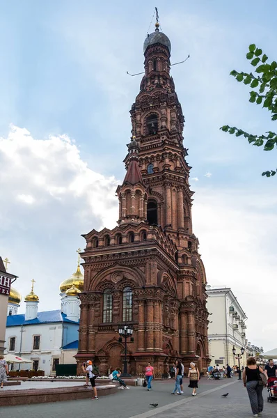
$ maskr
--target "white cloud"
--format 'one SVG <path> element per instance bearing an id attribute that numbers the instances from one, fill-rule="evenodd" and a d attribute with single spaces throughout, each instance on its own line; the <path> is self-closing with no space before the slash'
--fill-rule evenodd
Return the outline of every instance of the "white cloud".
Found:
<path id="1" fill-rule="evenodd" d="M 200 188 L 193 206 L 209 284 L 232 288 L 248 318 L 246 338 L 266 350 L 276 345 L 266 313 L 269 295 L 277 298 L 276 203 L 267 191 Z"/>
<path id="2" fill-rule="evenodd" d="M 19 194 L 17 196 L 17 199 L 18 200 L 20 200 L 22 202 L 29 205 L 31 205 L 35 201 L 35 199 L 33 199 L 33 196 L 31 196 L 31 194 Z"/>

[WORK TO COMPLETE]
Render the entries, from their start through the line containing "200 188 L 193" (that line included), as a Markdown table with the columns No. and Text: one numbered row per line, with blank lines and pictures left out.

[PROBLEM SOLUTION]
| No. | Text |
|---|---|
| 1 | $ maskr |
| 2 | --target "white cloud" |
| 3 | --format 'one SVG <path> element per instance bearing an id attribute that numbers the instances from one, fill-rule="evenodd" and a d attribute with single spaces throughout, each instance on its own line; the <path> is self-closing with no space before the slash' |
| 4 | --fill-rule evenodd |
| 5 | Return the outline of every instance of the "white cloud". |
| 6 | Found: |
| 7 | <path id="1" fill-rule="evenodd" d="M 200 188 L 193 206 L 209 284 L 232 288 L 248 318 L 246 338 L 266 350 L 276 345 L 266 313 L 269 295 L 277 298 L 276 203 L 267 191 Z"/> |